"""

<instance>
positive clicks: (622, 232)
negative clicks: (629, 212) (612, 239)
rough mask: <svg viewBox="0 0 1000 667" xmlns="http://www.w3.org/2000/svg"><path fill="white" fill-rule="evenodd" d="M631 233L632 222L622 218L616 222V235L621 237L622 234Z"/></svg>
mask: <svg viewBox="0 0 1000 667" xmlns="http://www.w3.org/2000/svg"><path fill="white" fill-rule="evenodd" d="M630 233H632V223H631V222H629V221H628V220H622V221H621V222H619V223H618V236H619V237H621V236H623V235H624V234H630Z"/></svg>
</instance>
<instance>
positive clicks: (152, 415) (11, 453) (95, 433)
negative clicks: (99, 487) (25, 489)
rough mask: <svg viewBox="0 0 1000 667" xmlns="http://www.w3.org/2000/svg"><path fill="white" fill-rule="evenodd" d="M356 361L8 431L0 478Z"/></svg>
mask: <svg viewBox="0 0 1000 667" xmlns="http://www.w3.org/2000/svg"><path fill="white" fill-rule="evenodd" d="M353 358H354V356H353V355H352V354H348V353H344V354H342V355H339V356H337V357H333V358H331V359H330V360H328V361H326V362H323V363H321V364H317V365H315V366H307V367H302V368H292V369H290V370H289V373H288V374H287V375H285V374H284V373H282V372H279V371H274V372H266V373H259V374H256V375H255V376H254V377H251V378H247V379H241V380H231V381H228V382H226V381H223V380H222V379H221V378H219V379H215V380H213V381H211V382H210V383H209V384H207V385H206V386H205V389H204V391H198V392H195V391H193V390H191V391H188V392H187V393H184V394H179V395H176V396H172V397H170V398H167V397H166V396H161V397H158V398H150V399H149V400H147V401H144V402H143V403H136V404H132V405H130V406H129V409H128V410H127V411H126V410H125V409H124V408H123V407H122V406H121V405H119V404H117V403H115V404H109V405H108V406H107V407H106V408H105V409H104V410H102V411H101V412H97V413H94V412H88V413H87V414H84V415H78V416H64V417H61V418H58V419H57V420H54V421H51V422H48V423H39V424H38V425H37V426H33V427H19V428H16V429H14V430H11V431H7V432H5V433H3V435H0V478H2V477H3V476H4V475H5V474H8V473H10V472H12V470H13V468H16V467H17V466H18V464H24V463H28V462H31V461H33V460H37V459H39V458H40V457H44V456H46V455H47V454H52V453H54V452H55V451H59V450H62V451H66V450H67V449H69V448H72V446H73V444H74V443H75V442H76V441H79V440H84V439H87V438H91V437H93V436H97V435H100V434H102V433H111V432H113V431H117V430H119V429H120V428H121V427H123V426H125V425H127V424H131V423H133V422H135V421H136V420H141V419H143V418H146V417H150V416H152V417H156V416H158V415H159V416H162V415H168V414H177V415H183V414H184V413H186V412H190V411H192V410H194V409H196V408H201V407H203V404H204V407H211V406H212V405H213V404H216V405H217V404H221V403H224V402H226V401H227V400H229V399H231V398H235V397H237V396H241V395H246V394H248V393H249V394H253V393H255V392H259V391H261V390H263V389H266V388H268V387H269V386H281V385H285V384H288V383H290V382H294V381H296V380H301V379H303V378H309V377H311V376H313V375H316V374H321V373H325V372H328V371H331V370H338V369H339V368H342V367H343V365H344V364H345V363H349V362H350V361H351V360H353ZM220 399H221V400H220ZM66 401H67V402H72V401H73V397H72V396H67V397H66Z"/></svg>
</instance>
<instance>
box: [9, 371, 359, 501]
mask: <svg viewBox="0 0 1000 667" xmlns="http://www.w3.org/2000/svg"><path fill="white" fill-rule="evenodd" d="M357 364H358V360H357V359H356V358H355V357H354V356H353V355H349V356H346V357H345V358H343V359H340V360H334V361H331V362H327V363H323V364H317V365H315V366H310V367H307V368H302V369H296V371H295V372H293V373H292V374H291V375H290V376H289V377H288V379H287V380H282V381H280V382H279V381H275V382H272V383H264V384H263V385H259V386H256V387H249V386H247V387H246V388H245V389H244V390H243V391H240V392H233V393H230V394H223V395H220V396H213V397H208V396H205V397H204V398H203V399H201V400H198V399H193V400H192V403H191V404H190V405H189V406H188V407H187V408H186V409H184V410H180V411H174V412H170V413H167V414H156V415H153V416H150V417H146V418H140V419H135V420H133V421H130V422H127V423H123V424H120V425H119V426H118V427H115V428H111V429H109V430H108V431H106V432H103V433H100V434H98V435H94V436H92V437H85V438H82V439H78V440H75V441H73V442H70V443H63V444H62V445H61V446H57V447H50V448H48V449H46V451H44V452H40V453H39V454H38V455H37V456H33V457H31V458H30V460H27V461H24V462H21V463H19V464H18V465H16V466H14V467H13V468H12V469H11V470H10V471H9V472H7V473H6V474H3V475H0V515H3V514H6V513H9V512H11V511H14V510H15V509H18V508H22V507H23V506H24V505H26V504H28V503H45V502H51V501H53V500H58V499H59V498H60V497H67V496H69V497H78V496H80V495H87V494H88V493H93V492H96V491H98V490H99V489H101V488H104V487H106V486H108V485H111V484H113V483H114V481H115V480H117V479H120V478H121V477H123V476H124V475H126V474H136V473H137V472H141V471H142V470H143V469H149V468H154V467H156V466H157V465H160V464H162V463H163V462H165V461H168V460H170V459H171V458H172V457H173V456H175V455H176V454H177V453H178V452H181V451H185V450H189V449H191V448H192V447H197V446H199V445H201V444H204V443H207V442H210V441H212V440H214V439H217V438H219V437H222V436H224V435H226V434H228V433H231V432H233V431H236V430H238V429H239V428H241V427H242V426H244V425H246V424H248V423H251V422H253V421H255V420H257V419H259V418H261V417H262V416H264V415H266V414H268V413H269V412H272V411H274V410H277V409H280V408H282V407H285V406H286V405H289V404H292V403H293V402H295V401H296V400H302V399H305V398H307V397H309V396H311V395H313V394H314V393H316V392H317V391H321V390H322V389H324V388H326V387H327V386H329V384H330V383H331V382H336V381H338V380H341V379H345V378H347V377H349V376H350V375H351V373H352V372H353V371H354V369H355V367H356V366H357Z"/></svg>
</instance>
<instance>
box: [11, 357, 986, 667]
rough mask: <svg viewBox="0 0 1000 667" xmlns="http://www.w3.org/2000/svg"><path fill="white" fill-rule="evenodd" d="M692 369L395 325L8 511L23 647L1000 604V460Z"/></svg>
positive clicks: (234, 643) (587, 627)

"""

Print the rows verbatim from the first line through the line containing "233L632 222L622 218L616", including both of those lines.

<instance>
positive clicks: (622, 232)
negative clicks: (629, 212) (612, 239)
rough mask: <svg viewBox="0 0 1000 667" xmlns="http://www.w3.org/2000/svg"><path fill="white" fill-rule="evenodd" d="M631 233L632 222L622 218L616 222V235L621 237L622 234Z"/></svg>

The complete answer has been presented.